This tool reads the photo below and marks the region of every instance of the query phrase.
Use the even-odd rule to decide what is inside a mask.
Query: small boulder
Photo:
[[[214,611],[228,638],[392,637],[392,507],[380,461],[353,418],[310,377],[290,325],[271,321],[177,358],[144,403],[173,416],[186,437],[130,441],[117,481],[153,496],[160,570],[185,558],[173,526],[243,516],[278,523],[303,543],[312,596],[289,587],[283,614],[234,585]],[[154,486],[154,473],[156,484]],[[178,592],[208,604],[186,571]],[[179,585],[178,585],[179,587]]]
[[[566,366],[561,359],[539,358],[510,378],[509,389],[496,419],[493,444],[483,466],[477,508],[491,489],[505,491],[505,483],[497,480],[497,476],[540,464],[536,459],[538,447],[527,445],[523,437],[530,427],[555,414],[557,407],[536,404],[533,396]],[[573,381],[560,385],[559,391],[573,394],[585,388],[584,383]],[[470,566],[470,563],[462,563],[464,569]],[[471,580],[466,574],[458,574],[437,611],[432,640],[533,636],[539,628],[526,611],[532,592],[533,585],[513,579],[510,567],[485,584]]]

YOUR TASK -> Find every line of the data that contains the word "reads" and copy each of those lines. Case counts.

THE COMPLETED TASK ->
This tool reads the photo below and marks the region of every instance of the query phrase.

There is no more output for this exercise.